■ **Direction**
Rewrite the mt76 USB patch thread from "On Tue, Apr" to "processed after tasklet_enable()", putting "suspend and resume" in place of "suspend/resume".

■ **Reading passage**
········

On Tue, Apr 16, 2019 at 10:12:42AM +0200, Lorenzo Bianconi wrote:
> > On Mon, Apr 15, 2019 at 05:04:06PM +0200, Lorenzo Bianconi wrote:
> > > > On Sat, Apr 13, 2019 at 12:10:59PM +0200, Lorenzo Bianconi wrote:
> > > > > > On Fri, Apr 12, 2019 at 06:27:48PM +0200, Lorenzo Bianconi wrote:
> > > > > > > > > On Fri, Apr 12, 2019 at 02:27:16PM +0200, Lorenzo Bianconi wrote:
> > > > > > > > > > Disable mt76u_tx_tasklet at the end of mt76u_stop_queues in order to
> > > > > > > > > > properly deallocate all pending skbs during suspend/resume phase
> > > > > > > > >
> > > > > > > > > On suspend/resume tx skb's are processed after tasklet_enable()
> > > > > > > > > in resume callback. There is issue with device removal though
> > > > > > > > > (during suspend or otherwise).
> > > > > > > >
> > > > > > > > Hi Stanislaw,
> > > > > > > >
> > > > > > > > I guess the right moment to deallocate the skbs is during suspend since resume
> > > > > > > > can happen in very far future
> > > > > >
> > > > > > Yes, it's better to free on suspend, but in practice does not really matter since
> > > > > > system is disabled till resume.
> > > > > >
> > > > > > > > > > Fixes: b40b15e1521f ("mt76: add usb support to mt76 layer")
> > > > > > > > > > Signed-off-by: Lorenzo Bianconi <[email protected]>
> > > > > > > > > > ---
> > > > > > > > > > drivers/net/wireless/mediatek/mt76/usb.c | 4 ++--
> > > > > > > > > > 1 file changed, 2 insertions(+), 2 deletions(-)
> > > > > > > > > >
> > > > > > > > > > diff --git a/drivers/net/wireless/mediatek/mt76/usb.c b/drivers/net/wireless/mediatek/mt76/usb.c
> > > > > > > > > > index a3acc070063a..575207133775 100644
> > > > > > > > > > --- a/drivers/net/wireless/mediatek/mt76/usb.c
> > > > > > > > > > +++ b/drivers/net/wireless/mediatek/mt76/usb.c
> > > > > > > > > > @@ -842,10 +842,10 @@ static void mt76u_stop_tx(struct mt76_dev *dev)
> > > > > > > > > > void mt76u_stop_queues(struct mt76_dev *dev)
> > > > > > > > > > {
> > > > > > > > > > tasklet_disable(&dev->usb.rx_tasklet);
> > > > > > > > > > - tasklet_disable(&dev->usb.tx_tasklet);
> > > > > > > > > > -
> > > > > > > > > > mt76u_stop_rx(dev);
> > > > > > > > > > +
> > > > > > > > > > mt76u_stop_tx(dev);
> > > > > > > > > > + tasklet_disable(&dev->usb.tx_tasklet);
> > > > > > > > >
> > > > > > > > > If tasklet is scheduled and we disable it and never enable, we end up
> > > > > > > > > with infinite loop in tasklet_action_common(). This patch make the
> > > > > > > > > problem less reproducible since tasklet_disable() is moved after
> > > > > > > > > usb_kill_urb() -> tasklet_schedule(), but it is still possible.

········

■ **Record extracts**
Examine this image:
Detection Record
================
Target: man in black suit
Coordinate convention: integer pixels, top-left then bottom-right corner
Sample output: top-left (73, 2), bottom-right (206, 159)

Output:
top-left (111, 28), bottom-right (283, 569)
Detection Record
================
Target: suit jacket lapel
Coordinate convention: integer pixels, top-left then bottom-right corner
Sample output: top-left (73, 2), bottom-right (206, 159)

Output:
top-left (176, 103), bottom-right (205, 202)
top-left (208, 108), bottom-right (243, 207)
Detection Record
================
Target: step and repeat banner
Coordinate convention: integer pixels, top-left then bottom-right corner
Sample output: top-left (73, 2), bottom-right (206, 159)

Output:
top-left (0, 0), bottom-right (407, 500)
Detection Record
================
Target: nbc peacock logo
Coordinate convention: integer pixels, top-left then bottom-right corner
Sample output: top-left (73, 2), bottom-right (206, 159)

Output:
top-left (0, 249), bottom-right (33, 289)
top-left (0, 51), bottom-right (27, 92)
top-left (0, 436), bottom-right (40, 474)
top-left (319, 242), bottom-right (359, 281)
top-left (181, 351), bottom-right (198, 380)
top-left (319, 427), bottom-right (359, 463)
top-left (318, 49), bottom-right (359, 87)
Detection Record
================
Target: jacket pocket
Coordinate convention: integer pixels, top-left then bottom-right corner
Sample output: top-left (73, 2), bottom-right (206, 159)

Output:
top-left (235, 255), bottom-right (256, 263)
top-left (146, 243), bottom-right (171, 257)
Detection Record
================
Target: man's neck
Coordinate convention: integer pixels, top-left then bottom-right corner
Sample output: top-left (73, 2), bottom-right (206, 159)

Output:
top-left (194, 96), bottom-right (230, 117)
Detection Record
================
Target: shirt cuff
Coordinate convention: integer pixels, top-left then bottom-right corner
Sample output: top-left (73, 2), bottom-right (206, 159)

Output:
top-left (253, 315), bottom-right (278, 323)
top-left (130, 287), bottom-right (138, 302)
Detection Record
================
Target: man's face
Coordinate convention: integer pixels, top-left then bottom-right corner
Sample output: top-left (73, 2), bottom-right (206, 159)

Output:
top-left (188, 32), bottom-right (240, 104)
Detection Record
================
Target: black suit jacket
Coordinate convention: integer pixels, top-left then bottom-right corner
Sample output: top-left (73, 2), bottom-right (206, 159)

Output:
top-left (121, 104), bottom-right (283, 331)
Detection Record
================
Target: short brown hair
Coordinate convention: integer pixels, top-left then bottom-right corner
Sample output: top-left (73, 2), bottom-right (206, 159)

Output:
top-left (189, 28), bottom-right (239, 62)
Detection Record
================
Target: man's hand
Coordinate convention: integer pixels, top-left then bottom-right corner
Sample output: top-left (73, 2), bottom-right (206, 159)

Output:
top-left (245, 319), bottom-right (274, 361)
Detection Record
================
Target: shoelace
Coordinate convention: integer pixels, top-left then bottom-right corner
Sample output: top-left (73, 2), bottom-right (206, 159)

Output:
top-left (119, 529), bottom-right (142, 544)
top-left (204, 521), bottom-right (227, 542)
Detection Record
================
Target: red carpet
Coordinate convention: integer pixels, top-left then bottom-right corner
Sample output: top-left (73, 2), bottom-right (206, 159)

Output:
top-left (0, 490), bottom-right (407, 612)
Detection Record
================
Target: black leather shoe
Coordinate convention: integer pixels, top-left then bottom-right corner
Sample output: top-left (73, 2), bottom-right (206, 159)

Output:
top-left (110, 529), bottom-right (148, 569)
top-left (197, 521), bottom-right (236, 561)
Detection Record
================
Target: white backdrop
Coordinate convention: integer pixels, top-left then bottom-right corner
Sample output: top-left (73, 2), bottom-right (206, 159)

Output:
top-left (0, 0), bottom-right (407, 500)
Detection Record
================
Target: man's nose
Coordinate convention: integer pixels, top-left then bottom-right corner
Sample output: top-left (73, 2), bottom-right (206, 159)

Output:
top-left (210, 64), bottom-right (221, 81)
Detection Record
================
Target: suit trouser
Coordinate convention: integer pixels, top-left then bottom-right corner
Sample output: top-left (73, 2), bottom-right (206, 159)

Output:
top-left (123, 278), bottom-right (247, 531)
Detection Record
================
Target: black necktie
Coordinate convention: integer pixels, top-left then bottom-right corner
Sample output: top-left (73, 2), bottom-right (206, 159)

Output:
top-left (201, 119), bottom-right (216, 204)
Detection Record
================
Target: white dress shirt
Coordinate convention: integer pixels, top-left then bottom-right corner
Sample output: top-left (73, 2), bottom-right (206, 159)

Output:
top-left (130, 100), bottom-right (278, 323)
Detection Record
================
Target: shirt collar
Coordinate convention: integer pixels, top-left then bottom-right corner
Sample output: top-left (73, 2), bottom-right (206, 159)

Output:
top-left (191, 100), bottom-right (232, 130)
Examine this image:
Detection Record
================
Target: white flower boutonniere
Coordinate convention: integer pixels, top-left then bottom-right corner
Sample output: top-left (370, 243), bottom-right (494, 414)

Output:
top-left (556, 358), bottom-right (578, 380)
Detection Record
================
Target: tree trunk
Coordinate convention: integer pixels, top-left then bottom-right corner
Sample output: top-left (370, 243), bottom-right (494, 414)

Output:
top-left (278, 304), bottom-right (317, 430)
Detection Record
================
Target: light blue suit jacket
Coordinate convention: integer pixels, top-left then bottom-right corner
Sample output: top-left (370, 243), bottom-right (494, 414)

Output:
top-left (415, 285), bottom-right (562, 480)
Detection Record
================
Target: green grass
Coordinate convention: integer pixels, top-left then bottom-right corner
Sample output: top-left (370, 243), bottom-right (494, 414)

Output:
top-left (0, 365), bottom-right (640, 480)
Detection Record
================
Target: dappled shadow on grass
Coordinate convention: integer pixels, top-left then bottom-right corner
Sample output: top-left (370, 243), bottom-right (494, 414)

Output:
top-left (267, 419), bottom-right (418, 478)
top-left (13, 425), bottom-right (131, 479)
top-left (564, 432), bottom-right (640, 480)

········

■ **Response below**
On Tue, Apr 16, 2019 at 10:12:42AM +0200, Lorenzo Bianconi wrote:
> > On Mon, Apr 15, 2019 at 05:04:06PM +0200, Lorenzo Bianconi wrote:
> > > > On Sat, Apr 13, 2019 at 12:10:59PM +0200, Lorenzo Bianconi wrote:
> > > > > > On Fri, Apr 12, 2019 at 06:27:48PM +0200, Lorenzo Bianconi wrote:
> > > > > > > > > On Fri, Apr 12, 2019 at 02:27:16PM +0200, Lorenzo Bianconi wrote:
> > > > > > > > > > Disable mt76u_tx_tasklet at the end of mt76u_stop_queues in order to
> > > > > > > > > > properly deallocate all pending skbs during suspend and resume phase
> > > > > > > > >
> > > > > > > > > On suspend and resume tx skb's are processed after tasklet_enable()